**Short problem:**
Copy out the listing below word for word, beginning at the line that contains "of the landscape" and continuing through the listing's last line.

[START OF Excerpted data]

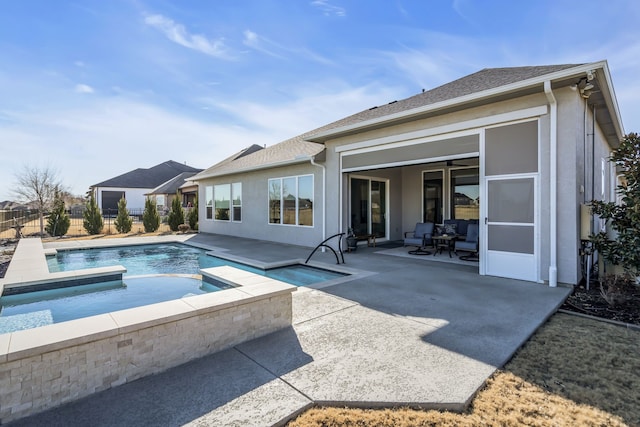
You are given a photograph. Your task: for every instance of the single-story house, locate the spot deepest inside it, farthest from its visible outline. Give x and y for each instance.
(134, 185)
(528, 145)
(179, 186)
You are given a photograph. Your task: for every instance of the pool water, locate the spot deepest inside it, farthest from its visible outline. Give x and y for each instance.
(34, 309)
(176, 259)
(155, 273)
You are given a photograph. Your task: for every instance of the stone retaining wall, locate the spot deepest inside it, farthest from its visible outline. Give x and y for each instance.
(48, 366)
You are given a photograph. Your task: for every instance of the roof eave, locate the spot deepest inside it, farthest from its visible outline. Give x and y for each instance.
(297, 160)
(324, 136)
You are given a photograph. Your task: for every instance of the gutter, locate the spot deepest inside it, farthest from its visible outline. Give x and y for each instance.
(553, 184)
(312, 159)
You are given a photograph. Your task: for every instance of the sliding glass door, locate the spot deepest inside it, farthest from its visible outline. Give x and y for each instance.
(368, 207)
(432, 208)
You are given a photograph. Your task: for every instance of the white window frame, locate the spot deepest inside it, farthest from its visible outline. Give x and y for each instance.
(297, 200)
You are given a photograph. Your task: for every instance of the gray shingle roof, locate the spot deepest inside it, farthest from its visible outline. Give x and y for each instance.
(171, 186)
(148, 178)
(298, 147)
(488, 78)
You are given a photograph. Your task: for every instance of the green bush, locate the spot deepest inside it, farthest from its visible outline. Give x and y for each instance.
(176, 214)
(624, 218)
(123, 221)
(150, 216)
(192, 217)
(93, 221)
(59, 222)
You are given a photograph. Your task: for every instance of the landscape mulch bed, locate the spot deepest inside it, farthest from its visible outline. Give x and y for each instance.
(591, 302)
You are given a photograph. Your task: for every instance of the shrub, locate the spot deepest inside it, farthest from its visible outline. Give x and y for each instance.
(93, 221)
(150, 216)
(192, 217)
(624, 218)
(59, 222)
(176, 214)
(123, 221)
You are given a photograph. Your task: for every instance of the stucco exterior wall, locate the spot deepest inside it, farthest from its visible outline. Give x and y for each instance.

[END OF Excerpted data]

**Exercise answer:**
You are given a photograph. Your task: for every instance of the landscape mulch bed, locate the spot deepest inside it, farthest from its visible outline. Give x and y for each instance.
(591, 302)
You are given a photograph. Your task: for every instance of the shrub, locate the spot deepest inside it, farthest from its visible outline. Give x and y for each instance.
(93, 221)
(150, 216)
(192, 217)
(624, 218)
(59, 222)
(176, 214)
(123, 221)
You are given a photograph. Your task: for every instance of the stucco exterior wall, locate the spot deepest inside it, farthest from its visible outline. Give x and y for each instance.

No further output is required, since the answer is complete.